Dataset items
============================================================

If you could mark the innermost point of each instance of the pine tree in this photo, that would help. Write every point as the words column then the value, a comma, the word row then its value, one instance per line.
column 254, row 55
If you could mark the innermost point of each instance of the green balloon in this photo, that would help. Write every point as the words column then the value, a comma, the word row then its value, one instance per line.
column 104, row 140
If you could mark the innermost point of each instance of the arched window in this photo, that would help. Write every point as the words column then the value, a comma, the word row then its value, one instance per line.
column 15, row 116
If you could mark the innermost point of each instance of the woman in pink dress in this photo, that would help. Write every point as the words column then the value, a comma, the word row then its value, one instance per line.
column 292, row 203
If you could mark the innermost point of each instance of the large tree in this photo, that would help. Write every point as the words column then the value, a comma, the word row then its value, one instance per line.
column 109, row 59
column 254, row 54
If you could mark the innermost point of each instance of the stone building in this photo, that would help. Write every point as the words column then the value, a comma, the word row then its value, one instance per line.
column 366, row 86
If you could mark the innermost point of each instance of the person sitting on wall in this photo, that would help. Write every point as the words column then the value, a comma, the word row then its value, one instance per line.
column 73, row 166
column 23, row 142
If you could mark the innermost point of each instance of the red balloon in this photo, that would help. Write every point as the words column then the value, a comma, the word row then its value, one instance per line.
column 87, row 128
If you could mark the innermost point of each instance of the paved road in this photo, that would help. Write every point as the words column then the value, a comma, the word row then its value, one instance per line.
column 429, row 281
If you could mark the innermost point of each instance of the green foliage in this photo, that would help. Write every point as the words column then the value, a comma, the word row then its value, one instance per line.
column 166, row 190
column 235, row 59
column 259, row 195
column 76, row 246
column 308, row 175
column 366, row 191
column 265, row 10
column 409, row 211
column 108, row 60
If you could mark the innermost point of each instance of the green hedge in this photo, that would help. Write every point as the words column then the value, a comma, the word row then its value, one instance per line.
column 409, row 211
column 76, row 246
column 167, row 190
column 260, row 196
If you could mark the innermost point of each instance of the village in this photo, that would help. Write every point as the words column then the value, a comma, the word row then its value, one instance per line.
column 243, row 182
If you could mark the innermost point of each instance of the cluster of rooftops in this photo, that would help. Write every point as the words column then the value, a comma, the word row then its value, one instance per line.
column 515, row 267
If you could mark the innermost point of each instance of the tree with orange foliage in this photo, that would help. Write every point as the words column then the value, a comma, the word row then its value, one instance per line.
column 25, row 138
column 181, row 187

============================================================

* **What the task asks**: With no line omitted, copy all the data exactly.

* **Reply to the exercise**:
If you could mark the innermost point of each instance of the pine tree in this photo, that would help. Write every point as the words column then the value, a comma, the word row then its value, one instance per line.
column 254, row 55
If you could mark the innermost point of each instance of the green balloon in this photo, that would help. Write every point as the words column then the value, a comma, the word row then its value, one instance per line.
column 104, row 140
If you could mark the innermost point of each instance of the arched window in this photo, that would help. Write every point as the words column then the value, a comma, the word row then its value, one instance per line.
column 15, row 116
If you could mark the innermost point of each instance of the woman in pink dress in this photo, that would help. Write every point as the words column then the value, a comma, the word row then its value, one instance per line.
column 292, row 203
If you could mark the innermost point of each instance of the large tree in this photo, that would help. Write every point as the words column then the value, a comma, the word row then its value, one instance per line.
column 109, row 59
column 254, row 54
If you could mark the innermost point of each instance of the stone building in this photo, that would help. Write every point as the words column then the value, a comma, the word row then its value, one instance per line.
column 366, row 86
If you could mark the innermost point of each instance of the person sitting on wall in this photo, that would help. Write every point as the words column then the value, a comma, the word row then its value, one instance per line.
column 73, row 166
column 23, row 142
If you could mark the innermost point of each instance of the red balloon in this photo, that would help. Write every point as the words column then the value, a comma, the word row then its value, one instance per line.
column 87, row 128
If you could mark the innermost point of each instance of the paved road in this photo, that would help. Write every point as the words column then the value, a comma, the word row then its value, one instance per line.
column 429, row 281
If you could mark the innermost point of each instance of the green foliage in this photo, that would help. Write every point as the words column then the value, a comma, the word row then its value, one instance per line.
column 166, row 190
column 235, row 59
column 259, row 195
column 76, row 246
column 308, row 175
column 366, row 191
column 265, row 10
column 409, row 211
column 108, row 60
If you could mark the innermost point of each instance of the green hedge in this photo, that would help. Write every point as the words column then the value, a comma, the word row then its value, one instance per line.
column 409, row 211
column 76, row 246
column 167, row 190
column 260, row 196
If you could mark the innermost point of each instance of the village in this photo, that would help. Write every point as the words column then the value, a comma, the word row then its value, one instance per line.
column 243, row 182
If you could mark the innermost point of each instance of the cluster of rooftops in this photo, that would help. Write every point as the words column then the value, a comma, the word row then its value, one instance per line.
column 515, row 267
If you could mark the innermost point of each instance of the tree with orange foliage in this photo, that would help. Write every point as the words column then the value, a comma, the word row then its value, one instance per line.
column 25, row 138
column 181, row 187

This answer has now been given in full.